* **Task to carry out**
The reply is to be an exact repetition of the entries that follow, with each picture left out.

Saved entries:
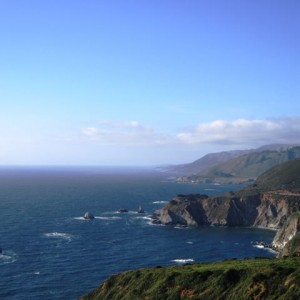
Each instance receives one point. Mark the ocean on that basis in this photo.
(49, 251)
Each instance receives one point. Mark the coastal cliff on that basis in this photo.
(245, 208)
(287, 239)
(272, 202)
(267, 203)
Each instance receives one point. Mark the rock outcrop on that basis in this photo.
(258, 209)
(287, 239)
(88, 216)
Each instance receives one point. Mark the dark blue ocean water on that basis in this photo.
(51, 252)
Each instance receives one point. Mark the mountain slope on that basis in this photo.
(284, 176)
(244, 167)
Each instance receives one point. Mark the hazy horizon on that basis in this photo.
(131, 83)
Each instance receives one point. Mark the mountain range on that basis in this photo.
(235, 166)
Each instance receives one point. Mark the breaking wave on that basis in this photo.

* **Result**
Each instance receives one point. Mark the ocean on that basis in this photo.
(49, 251)
Each instance receives one point. Mark the coastal cliff on that basis in this photo.
(245, 208)
(287, 239)
(272, 202)
(267, 203)
Each instance receives one point. Mark the rock outcrop on that basis in this photo.
(258, 209)
(287, 239)
(88, 216)
Each instance receives one point. Mark the dark blue ocean water on that basis in this photo.
(51, 252)
Each instance receives one point. Mark the mountain slope on that basis in this photo.
(284, 176)
(244, 167)
Each instance receives one point. Mark the hazy horizon on that basis in this photo.
(131, 83)
Each instance receives one point. Mark the mountain range on that basis in this photo.
(235, 166)
Each instance receives one point. Mark the breaking wave on that basis in this photo.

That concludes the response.